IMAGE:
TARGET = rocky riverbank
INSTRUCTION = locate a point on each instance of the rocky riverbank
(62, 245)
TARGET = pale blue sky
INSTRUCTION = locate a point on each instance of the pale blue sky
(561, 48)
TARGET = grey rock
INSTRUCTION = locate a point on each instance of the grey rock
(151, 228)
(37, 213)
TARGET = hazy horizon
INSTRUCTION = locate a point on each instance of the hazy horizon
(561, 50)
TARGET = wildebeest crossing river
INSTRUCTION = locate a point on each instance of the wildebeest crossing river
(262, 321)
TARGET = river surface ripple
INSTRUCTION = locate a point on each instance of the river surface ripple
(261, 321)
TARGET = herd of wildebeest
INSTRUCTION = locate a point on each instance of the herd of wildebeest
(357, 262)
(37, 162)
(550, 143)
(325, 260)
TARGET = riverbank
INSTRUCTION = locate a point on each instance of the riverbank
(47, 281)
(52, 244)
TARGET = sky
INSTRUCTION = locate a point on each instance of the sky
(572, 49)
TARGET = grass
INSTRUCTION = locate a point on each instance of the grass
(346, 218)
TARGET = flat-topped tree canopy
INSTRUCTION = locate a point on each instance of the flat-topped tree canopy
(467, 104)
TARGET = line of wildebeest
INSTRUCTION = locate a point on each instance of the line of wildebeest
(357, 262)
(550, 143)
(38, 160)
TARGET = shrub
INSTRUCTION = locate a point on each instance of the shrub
□ □ □ □ □
**EXERCISE DIRECTIONS:**
Each line from the one containing "INSTRUCTION = locate a point on each instance of the grey" down to the final line of the listing must appear in the answer exactly as written, and no other line may.

**RESULT OF THIS TASK:**
INSTRUCTION = locate a point on each instance of the grey rock
(151, 228)
(37, 213)
TARGET = hazy horizon
INSTRUCTION = locate a point on each instance of the hazy horizon
(561, 50)
TARGET = wildebeest crossing river
INSTRUCTION = locate a point on each instance of the wildebeest crossing river
(262, 321)
TARGET = river surface ripple
INSTRUCTION = locate a point on each instance of the river surface ripple
(261, 321)
TARGET = herd of wildebeest
INSTRUCTION = locate a point on each instance of the herd of wildebeest
(357, 262)
(37, 162)
(550, 143)
(325, 260)
TARGET = riverbank
INSTRUCTION = locate a point on each instance of the riverbank
(47, 281)
(52, 244)
TARGET = sky
INSTRUCTION = locate a point on each instance of the sky
(572, 49)
TARGET = grass
INSTRUCTION = locate a point on each instance of the grass
(346, 218)
TARGET = flat-topped tree canopy
INSTRUCTION = locate a point on each instance of the flat-topped tree canopy
(467, 104)
TARGET = line of wildebeest
INSTRUCTION = locate a point on each instance of the line of wildebeest
(357, 262)
(550, 143)
(38, 160)
TARGET = shrub
INSTRUCTION = locate a point on each instance of the shrub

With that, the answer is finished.